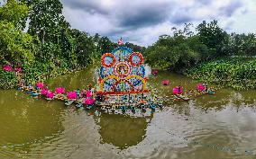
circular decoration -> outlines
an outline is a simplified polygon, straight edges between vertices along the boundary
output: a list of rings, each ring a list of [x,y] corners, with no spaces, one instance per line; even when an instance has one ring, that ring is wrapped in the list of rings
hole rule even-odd
[[[111,67],[115,63],[115,57],[111,53],[105,53],[101,57],[101,64],[105,67]]]
[[[144,78],[145,72],[146,72],[145,66],[143,65],[141,65],[141,66],[133,66],[131,75],[139,75]]]
[[[119,62],[115,65],[114,70],[118,76],[127,76],[131,74],[131,66],[127,62]]]
[[[102,79],[114,74],[114,67],[101,66],[99,70],[99,75]]]
[[[143,57],[139,52],[133,52],[129,57],[129,62],[133,66],[140,66],[143,61]]]

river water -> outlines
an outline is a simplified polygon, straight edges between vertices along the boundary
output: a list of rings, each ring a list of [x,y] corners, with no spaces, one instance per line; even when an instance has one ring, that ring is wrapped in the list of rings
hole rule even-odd
[[[48,81],[50,88],[83,88],[93,69]],[[169,86],[161,85],[164,79]],[[169,72],[150,78],[158,95],[197,82]],[[256,158],[256,91],[220,89],[156,112],[133,115],[66,107],[16,90],[0,91],[0,158]]]

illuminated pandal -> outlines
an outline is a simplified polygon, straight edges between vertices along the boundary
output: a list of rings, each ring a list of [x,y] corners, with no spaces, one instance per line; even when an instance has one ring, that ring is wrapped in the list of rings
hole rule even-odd
[[[101,106],[140,105],[150,103],[144,59],[142,53],[120,46],[101,57],[96,104]]]

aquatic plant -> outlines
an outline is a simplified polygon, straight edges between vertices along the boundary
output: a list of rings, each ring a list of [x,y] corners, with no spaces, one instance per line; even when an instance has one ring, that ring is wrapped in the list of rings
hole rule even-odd
[[[16,67],[15,68],[15,72],[16,73],[20,73],[20,72],[22,72],[23,71],[23,69],[21,68],[21,67]]]
[[[175,94],[182,93],[182,92],[183,92],[182,87],[180,87],[179,90],[178,90],[178,87],[175,87],[172,89],[172,93]]]
[[[53,97],[54,97],[54,93],[49,91],[49,92],[47,93],[47,94],[46,94],[46,97],[47,97],[47,98],[53,98]]]
[[[43,87],[43,85],[44,85],[43,83],[37,83],[36,84],[36,86],[40,89],[41,89]]]
[[[256,88],[256,59],[221,58],[202,63],[187,70],[187,75],[202,82],[215,83],[235,89]]]
[[[68,99],[77,99],[78,98],[78,94],[77,94],[77,93],[76,92],[69,92],[68,93],[67,93],[67,98]]]
[[[65,88],[64,87],[57,87],[57,88],[55,88],[55,93],[63,94],[63,93],[65,93]]]
[[[201,83],[197,85],[197,88],[198,91],[204,91],[206,89]]]
[[[50,91],[49,91],[48,89],[44,88],[44,89],[42,89],[42,90],[41,91],[41,94],[46,95],[46,94],[48,94],[49,92],[50,92]]]
[[[10,71],[13,70],[13,68],[12,68],[12,66],[11,66],[10,65],[5,65],[5,66],[4,66],[3,69],[4,69],[5,71],[8,71],[8,72],[10,72]]]

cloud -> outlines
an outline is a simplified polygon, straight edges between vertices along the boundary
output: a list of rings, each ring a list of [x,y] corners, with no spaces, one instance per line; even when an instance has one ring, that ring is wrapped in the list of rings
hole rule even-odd
[[[253,0],[244,0],[253,1]],[[62,0],[64,16],[72,28],[99,33],[113,40],[119,37],[140,45],[151,45],[171,27],[185,22],[233,19],[246,14],[246,3],[239,0]],[[243,11],[243,12],[242,12]],[[244,12],[246,11],[246,13]],[[235,25],[226,27],[232,30]]]

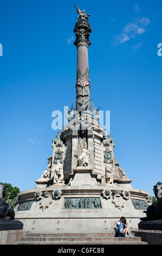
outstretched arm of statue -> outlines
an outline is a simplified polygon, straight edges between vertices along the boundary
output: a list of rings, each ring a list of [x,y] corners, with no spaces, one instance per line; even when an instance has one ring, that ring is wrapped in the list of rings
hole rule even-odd
[[[81,149],[82,149],[83,148],[83,146],[82,144],[82,143],[81,141],[81,138],[79,138],[79,141],[80,141],[80,146],[81,147]]]

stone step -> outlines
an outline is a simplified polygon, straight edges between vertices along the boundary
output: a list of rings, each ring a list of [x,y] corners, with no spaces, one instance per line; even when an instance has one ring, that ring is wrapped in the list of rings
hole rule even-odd
[[[20,241],[47,241],[47,242],[108,242],[111,241],[141,241],[141,238],[139,237],[28,237],[24,236],[21,237]]]
[[[12,245],[148,245],[148,243],[146,242],[142,242],[142,241],[106,241],[106,242],[31,242],[31,241],[19,241],[15,242],[12,243]]]
[[[131,233],[132,235],[134,236],[134,233]],[[34,237],[114,237],[115,233],[40,233],[27,232],[27,236]],[[118,237],[116,237],[118,238]]]
[[[14,245],[147,245],[140,237],[115,237],[114,233],[27,232]]]

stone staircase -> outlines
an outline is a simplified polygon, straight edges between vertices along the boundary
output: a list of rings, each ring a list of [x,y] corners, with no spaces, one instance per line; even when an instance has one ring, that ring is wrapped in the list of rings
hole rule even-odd
[[[132,233],[134,235],[133,233]],[[112,233],[36,233],[27,231],[12,245],[148,245],[141,237],[115,237]]]

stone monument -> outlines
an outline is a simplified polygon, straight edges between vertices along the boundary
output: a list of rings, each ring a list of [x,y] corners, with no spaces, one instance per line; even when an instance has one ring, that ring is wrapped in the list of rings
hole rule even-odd
[[[53,140],[47,169],[40,170],[35,188],[18,194],[15,218],[28,230],[78,231],[113,230],[124,216],[136,228],[149,194],[132,187],[114,156],[114,139],[99,123],[101,107],[90,97],[89,14],[75,7],[76,111],[73,100],[68,124]]]

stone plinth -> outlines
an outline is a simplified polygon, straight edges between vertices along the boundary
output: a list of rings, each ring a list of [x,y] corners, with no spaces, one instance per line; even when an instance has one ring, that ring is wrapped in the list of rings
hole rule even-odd
[[[74,176],[70,182],[70,186],[95,186],[97,185],[95,178],[96,175],[92,176],[92,169],[87,167],[77,167],[74,169]]]
[[[162,220],[141,221],[138,224],[139,229],[162,230]]]
[[[14,230],[23,228],[23,224],[20,221],[0,220],[0,230]]]

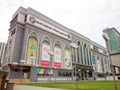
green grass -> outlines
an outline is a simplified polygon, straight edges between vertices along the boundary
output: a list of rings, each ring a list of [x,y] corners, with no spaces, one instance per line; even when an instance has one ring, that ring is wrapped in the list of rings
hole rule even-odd
[[[25,85],[75,90],[76,82],[29,83]],[[112,81],[82,81],[78,82],[77,85],[77,90],[114,90],[114,83]],[[120,81],[117,81],[117,86],[118,90],[120,90]]]

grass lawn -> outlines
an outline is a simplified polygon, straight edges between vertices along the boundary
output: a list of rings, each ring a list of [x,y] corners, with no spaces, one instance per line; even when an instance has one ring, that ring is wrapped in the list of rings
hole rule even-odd
[[[25,85],[75,90],[76,82],[29,83]],[[112,81],[82,81],[78,82],[77,85],[77,90],[114,90]],[[117,86],[118,90],[120,90],[120,81],[117,81]]]

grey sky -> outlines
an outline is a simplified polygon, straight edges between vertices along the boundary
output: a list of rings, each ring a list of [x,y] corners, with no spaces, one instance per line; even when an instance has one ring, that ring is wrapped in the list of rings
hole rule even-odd
[[[0,41],[7,42],[9,22],[19,6],[31,7],[103,46],[104,28],[120,32],[120,0],[0,0]]]

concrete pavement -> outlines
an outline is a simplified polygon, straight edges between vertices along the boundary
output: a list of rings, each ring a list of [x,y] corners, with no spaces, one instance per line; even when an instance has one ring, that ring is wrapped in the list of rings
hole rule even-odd
[[[63,90],[63,89],[35,87],[35,86],[26,86],[26,85],[15,85],[14,90]]]

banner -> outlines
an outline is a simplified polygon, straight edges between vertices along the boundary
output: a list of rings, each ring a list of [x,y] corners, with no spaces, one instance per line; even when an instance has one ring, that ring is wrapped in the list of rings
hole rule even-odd
[[[53,75],[53,69],[50,70],[49,68],[38,68],[37,75]]]
[[[48,43],[43,43],[41,66],[50,66],[50,55],[48,54],[48,51],[50,51],[50,45]]]
[[[37,40],[29,39],[28,52],[27,52],[27,64],[35,65],[37,57]]]
[[[103,32],[109,37],[110,54],[120,54],[120,33],[115,28]]]
[[[64,68],[66,69],[71,69],[72,67],[72,62],[71,62],[71,59],[70,59],[70,50],[69,49],[65,49],[65,52],[64,52]]]
[[[61,68],[61,48],[54,48],[54,67]]]

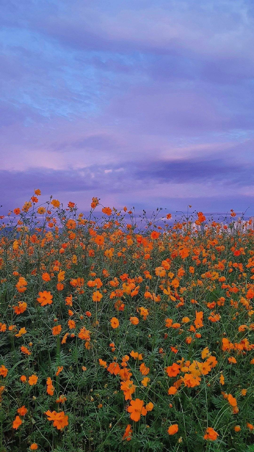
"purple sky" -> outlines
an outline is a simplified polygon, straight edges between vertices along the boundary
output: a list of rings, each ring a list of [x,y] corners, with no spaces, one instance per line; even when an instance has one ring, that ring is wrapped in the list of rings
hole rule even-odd
[[[254,214],[252,0],[2,0],[0,203]]]

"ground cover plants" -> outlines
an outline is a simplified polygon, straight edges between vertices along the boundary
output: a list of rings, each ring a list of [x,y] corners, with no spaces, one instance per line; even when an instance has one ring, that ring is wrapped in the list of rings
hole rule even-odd
[[[1,452],[253,451],[251,221],[40,194],[1,217]]]

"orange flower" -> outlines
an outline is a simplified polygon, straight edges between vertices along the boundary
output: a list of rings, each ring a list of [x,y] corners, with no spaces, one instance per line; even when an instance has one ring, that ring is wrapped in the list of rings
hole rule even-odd
[[[218,436],[219,434],[213,428],[208,427],[208,428],[207,428],[205,434],[203,438],[204,439],[210,439],[212,441],[215,441]]]
[[[20,425],[22,424],[22,421],[19,416],[16,416],[13,422],[12,423],[12,428],[17,430]]]
[[[125,381],[121,382],[121,389],[123,391],[125,400],[131,400],[132,394],[135,391],[136,386],[133,385],[133,382],[131,380],[127,380]]]
[[[23,326],[22,328],[20,328],[19,332],[16,334],[15,334],[15,335],[16,338],[20,338],[22,334],[25,334],[26,333],[27,333],[27,331],[24,327]]]
[[[47,292],[46,290],[44,290],[43,292],[39,292],[37,301],[41,306],[46,306],[46,305],[51,305],[52,303],[52,298],[53,295],[51,295],[50,292]]]
[[[131,413],[131,419],[135,422],[139,420],[141,414],[146,416],[147,412],[144,407],[144,400],[140,399],[131,400],[131,405],[127,408],[127,411]]]
[[[174,435],[178,432],[178,424],[172,424],[168,429],[169,435]]]
[[[37,380],[38,380],[38,377],[35,375],[34,374],[33,374],[31,377],[29,377],[28,379],[28,382],[30,386],[33,386],[33,385],[36,385],[37,383]]]
[[[53,326],[52,330],[52,334],[53,336],[57,336],[58,334],[60,334],[60,333],[62,330],[62,327],[61,325],[57,325],[57,326]]]
[[[174,363],[172,366],[168,366],[166,369],[166,372],[169,377],[176,377],[180,373],[180,366]]]
[[[67,339],[68,336],[69,336],[69,335],[70,335],[70,333],[66,333],[64,335],[63,338],[62,338],[62,339],[61,340],[61,344],[66,344],[66,339]]]
[[[152,232],[151,232],[150,234],[150,237],[152,240],[156,240],[160,236],[160,232],[158,232],[156,231],[153,231]]]
[[[108,215],[109,217],[112,213],[112,211],[109,207],[103,207],[102,209],[102,212],[103,212],[103,213],[105,213],[106,215]]]
[[[133,350],[131,352],[130,356],[134,358],[134,359],[138,359],[139,361],[143,359],[143,357],[141,353],[139,353],[137,352],[134,352]]]
[[[47,416],[49,421],[53,421],[54,427],[56,427],[57,430],[63,428],[68,425],[68,416],[65,414],[64,411],[61,411],[60,413],[56,413],[56,411],[52,412],[48,410],[45,414]]]
[[[21,276],[19,278],[19,281],[16,284],[15,287],[17,287],[19,292],[22,293],[27,290],[27,288],[26,287],[26,286],[27,286],[27,282],[24,278]]]
[[[96,291],[95,292],[93,292],[92,298],[93,301],[100,301],[103,297],[102,293],[101,293],[98,291]]]
[[[61,366],[61,367],[58,366],[58,367],[57,367],[57,370],[56,371],[56,377],[58,377],[60,372],[61,372],[61,371],[62,371],[63,369],[63,367],[62,366]]]
[[[8,369],[6,369],[5,366],[4,366],[3,364],[2,364],[2,365],[0,366],[0,375],[1,375],[2,377],[6,377],[8,373]]]
[[[116,317],[113,317],[110,320],[110,323],[111,324],[111,326],[114,330],[115,328],[118,328],[119,325],[119,323]]]
[[[80,329],[78,335],[80,339],[88,341],[90,340],[90,331],[88,330],[86,330],[85,326]]]
[[[126,429],[125,432],[122,437],[122,439],[126,439],[127,441],[130,441],[132,439],[132,426],[131,424],[128,424]]]
[[[150,369],[149,369],[149,367],[146,367],[144,363],[142,363],[140,365],[139,370],[142,375],[147,375],[147,374],[149,373]]]
[[[236,364],[237,362],[234,356],[230,356],[229,358],[228,358],[228,361],[230,364]]]
[[[146,387],[147,386],[147,383],[150,381],[150,379],[148,377],[145,377],[141,381],[141,382],[143,386]]]
[[[74,330],[76,328],[76,324],[74,320],[70,319],[68,320],[68,326],[70,330]]]
[[[43,279],[44,281],[48,282],[50,281],[50,276],[49,275],[48,273],[47,272],[45,273],[42,273],[42,279]]]
[[[19,314],[24,312],[27,306],[27,304],[25,301],[19,301],[19,306],[14,306],[14,307],[15,314],[16,314],[18,315]]]

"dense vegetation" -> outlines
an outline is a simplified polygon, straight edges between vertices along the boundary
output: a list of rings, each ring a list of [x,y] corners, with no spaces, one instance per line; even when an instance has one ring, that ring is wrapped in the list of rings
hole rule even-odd
[[[0,451],[254,451],[251,221],[40,195],[1,217]]]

◆ **Exercise goal**
Select each line in the lines above that contains the word "grass" and copy it out.

◆ **Task output**
green grass -> outlines
grass lawn -> outlines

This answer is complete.